» Stated problem A
Please print the section of the leave article from "The issue that" up to and including "statutory paid personal/carer’s leave.".
» Stated problem B
Gather each line of the rows that contains the string "table".

The issue that has bedevilled some employers is how to measure ‘10 days’ when providing for the National Employment Standard (NES) entitlement to statutory paid personal/carer’s leave.
The Full Federal Court has recently issued a ruling (Mondelez v AMWU  FCAFC 138) that appears to resolve the question – subject to any appeal to the High Court or intervention by Parliament, and the result is one that is not favoured by many employers.
The Court was concerned with s 96(1) of the Fair Work Act, which provides for paid personal/carer’s leave:
"For each year of service with his or her employer, an employee is entitled to 10 days of paid personal/carer’s leave."
In reaching their joint judgment, the Honourable Justices Bromberg and Rangiah succinctly summed up the premise of the case:
"For a provision expressed so simply, its interpretation is surprisingly complex."

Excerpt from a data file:

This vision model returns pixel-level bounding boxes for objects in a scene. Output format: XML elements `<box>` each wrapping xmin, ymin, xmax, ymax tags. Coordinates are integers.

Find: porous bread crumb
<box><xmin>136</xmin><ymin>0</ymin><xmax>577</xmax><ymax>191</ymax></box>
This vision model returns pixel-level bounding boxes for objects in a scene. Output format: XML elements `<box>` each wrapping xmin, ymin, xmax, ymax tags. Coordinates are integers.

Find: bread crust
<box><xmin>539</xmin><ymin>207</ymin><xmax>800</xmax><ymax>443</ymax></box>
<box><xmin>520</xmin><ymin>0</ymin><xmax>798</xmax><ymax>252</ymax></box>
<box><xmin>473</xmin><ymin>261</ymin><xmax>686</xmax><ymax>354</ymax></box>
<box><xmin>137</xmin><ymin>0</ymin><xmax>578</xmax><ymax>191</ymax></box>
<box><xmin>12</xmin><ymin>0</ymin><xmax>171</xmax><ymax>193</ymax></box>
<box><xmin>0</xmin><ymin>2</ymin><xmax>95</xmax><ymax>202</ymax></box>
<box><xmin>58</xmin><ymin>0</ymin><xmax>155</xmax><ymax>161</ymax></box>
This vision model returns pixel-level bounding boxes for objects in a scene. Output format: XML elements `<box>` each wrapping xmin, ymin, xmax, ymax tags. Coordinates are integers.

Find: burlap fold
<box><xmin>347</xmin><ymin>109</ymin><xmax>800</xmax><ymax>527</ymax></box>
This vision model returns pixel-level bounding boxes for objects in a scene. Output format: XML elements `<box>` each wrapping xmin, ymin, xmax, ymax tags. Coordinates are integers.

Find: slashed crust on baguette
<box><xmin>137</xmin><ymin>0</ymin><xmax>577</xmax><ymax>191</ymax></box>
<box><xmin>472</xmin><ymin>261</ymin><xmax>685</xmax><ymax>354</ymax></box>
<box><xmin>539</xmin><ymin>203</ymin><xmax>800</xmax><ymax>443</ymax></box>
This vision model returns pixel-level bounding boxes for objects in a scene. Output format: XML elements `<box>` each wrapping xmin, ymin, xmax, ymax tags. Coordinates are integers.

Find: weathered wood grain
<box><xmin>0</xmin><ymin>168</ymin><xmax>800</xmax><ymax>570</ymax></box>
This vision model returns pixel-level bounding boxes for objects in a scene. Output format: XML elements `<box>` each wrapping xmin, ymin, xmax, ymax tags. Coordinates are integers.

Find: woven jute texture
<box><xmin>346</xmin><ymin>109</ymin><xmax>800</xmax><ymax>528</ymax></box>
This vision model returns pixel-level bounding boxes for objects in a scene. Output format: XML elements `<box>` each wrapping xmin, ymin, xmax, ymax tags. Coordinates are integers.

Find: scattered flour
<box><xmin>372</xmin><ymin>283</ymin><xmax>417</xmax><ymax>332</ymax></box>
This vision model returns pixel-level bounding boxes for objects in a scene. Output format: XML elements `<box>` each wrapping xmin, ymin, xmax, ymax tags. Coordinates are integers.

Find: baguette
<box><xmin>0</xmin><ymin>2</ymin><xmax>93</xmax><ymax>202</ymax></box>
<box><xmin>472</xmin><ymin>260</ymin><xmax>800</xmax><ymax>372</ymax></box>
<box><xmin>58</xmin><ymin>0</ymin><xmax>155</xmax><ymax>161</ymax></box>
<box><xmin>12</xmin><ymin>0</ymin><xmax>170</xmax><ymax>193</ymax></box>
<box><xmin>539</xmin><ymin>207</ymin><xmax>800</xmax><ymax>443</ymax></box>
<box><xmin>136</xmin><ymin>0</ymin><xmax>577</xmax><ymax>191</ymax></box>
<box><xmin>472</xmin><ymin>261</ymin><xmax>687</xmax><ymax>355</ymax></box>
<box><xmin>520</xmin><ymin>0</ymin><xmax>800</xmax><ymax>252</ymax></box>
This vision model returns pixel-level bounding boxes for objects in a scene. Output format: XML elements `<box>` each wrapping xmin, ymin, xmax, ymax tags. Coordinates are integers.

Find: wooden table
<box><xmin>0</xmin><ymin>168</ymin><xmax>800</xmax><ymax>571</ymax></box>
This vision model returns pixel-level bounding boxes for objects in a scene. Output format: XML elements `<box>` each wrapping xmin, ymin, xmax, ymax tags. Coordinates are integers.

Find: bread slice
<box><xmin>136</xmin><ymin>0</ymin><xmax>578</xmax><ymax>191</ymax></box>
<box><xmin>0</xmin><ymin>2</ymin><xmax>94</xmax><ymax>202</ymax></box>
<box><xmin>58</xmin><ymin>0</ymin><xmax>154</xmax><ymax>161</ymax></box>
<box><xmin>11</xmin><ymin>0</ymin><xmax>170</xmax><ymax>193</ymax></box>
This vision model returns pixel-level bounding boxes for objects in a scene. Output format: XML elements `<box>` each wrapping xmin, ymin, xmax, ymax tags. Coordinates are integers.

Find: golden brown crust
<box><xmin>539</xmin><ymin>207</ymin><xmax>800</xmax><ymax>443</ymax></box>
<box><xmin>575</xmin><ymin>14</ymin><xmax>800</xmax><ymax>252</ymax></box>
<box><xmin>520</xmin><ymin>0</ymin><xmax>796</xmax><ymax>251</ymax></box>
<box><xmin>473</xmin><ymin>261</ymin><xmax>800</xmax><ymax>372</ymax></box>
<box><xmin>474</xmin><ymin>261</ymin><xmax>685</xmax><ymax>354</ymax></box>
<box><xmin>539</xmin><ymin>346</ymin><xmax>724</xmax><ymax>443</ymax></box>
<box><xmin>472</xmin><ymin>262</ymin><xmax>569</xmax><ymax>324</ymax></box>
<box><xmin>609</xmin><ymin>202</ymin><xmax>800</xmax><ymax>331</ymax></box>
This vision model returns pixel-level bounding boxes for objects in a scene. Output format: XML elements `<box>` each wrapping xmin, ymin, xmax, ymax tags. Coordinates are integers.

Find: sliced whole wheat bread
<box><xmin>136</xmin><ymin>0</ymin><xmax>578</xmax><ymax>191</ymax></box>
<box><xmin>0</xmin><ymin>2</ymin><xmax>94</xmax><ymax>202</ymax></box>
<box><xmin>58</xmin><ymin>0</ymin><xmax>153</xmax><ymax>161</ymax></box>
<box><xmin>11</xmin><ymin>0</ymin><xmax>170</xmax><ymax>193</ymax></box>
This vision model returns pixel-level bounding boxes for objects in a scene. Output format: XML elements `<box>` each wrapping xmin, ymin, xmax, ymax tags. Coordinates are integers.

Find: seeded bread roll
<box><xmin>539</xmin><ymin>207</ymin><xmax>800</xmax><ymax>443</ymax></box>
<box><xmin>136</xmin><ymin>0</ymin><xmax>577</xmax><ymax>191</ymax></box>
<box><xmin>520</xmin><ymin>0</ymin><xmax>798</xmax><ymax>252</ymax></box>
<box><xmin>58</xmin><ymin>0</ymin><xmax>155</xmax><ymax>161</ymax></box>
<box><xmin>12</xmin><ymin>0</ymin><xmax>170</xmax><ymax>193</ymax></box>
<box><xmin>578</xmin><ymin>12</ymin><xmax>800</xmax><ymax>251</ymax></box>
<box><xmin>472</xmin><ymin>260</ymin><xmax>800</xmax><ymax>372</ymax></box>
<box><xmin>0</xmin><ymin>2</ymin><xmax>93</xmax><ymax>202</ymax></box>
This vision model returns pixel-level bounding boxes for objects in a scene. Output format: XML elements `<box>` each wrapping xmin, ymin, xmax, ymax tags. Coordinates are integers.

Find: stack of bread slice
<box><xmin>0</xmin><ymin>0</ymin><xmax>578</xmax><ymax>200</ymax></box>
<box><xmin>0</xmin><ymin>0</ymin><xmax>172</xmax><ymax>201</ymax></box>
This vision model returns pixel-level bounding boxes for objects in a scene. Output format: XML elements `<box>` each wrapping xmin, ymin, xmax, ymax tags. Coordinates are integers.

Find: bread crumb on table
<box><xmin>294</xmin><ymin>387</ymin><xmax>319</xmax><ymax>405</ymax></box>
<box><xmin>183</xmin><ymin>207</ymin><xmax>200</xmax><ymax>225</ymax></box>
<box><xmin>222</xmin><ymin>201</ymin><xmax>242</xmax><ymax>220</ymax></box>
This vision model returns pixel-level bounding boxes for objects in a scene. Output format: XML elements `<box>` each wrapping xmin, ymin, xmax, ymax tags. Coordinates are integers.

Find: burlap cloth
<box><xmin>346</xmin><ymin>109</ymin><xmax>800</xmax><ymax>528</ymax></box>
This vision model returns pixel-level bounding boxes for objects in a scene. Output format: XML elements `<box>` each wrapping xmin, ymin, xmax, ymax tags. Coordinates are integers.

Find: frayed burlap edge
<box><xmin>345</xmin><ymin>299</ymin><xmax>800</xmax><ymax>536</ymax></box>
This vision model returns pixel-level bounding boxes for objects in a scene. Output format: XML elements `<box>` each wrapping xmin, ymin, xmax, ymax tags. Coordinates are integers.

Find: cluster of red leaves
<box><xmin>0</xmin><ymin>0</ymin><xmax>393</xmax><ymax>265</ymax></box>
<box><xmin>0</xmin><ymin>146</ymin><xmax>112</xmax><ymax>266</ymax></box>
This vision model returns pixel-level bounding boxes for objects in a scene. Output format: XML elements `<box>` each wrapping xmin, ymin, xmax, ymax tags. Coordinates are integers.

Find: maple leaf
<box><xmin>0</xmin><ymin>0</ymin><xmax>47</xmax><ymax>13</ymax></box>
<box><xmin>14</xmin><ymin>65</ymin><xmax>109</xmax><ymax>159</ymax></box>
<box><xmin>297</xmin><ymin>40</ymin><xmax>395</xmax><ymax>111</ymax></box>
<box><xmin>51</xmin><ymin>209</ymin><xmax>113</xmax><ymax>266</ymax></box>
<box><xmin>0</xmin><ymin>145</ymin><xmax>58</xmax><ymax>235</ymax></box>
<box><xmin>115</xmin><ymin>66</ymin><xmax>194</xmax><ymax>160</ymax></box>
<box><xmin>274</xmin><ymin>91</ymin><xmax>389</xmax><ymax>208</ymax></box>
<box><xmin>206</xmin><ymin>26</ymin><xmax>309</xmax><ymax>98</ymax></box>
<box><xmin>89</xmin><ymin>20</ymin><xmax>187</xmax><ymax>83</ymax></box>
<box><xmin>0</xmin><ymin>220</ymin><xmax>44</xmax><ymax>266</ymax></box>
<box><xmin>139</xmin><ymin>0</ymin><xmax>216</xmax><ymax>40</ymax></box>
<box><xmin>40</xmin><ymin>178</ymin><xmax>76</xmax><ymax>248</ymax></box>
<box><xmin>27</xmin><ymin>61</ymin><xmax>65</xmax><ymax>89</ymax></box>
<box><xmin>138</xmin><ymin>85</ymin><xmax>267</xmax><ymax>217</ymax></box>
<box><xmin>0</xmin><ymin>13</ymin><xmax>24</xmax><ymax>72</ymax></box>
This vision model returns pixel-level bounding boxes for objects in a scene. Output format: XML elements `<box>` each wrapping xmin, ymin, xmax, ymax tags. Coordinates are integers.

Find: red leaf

» Response A
The issue that has bedevilled some employers is how to measure ‘10 days’ when providing for the National Employment Standard (NES) entitlement to statutory paid personal/carer’s leave.

» Response B
Find: wooden table
Find: bread crumb on table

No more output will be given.